AUFGABE A >> In welchem Jahr gab Andrew Wilkie laut dem Textauszug über Australien seinen Posten beim australischen Nachrichtendienst ab?
AUFGABE B >> Gib aus dem Textauszug über Australien alles von "Vergangenes Jahr musste" bis hinunter zu "der australische Inlandgeheimdienst." wieder und benenne dabei "Geschäftsmann" in "Unternehmer" um.

"Australien befindet sich auf der Vorstufe zu einem Polizeistaat." Andrew Wilkie, unabhängiger Abgeordneter im australischen Unterhaus und der wohl bekannteste Whistleblower Australiens, nahm kürzlich im Parlament kein Blatt vor den Mund. "Ich werde nicht ein Gesetz unterstützen, das die Bürgerrechte unnötigerweise und leichtsinnig weiter einschränkt."

Der ehemalige Offizier und Spion beim australischen Nachrichtendienst hatte 2003 aus Protest gegen den Krieg im Irak seinen Posten abgegeben. Heute sieht Wilkie einmal mehr das Volk manipuliert. Grund für das Maßnahmenpaket der Regierung ist, dass Australien seit Jahren von "fremden Kräften" auf verschiedenen Ebenen "unterwandert" wird, wie es Premierminister Malcolm Turnbull formuliert: direkt und indirekt, mit technologischen und anderen Mitteln. Ein Netz von Agenten – viele von ihnen sind chinesische Einwanderer und Studenten – arbeite an der Beeinflussung der Öffentlichkeit, wie unabhängige Experten bestätigen.

Vergangenes Jahr musste Labor-Senator Sam Dastyari zurücktreten, weil er von einem chinesischen Geschäftsmann mit engen Beziehungen zur kommunistischen Partei Geld angenommen hatte. Auch Angriffe auf Computersysteme durch chinesische Hacker und Industriespionage seien heute fast Alltag, warnt der australische Inlandgeheimdienst.

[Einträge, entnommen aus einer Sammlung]
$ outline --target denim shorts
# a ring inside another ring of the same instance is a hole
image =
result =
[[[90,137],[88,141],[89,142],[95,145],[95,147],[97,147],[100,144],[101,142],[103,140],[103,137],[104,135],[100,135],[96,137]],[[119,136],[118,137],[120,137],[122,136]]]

ANTWORT A >> Im Jahr 2003.

ANTWORT B >>
Vergangenes Jahr musste Labor-Senator Sam Dastyari zurücktreten, weil er von einem chinesischen Unternehmer mit engen Beziehungen zur kommunistischen Partei Geld angenommen hatte. Auch Angriffe auf Computersysteme durch chinesische Hacker und Industriespionage seien heute fast Alltag, warnt der australische Inlandgeheimdienst.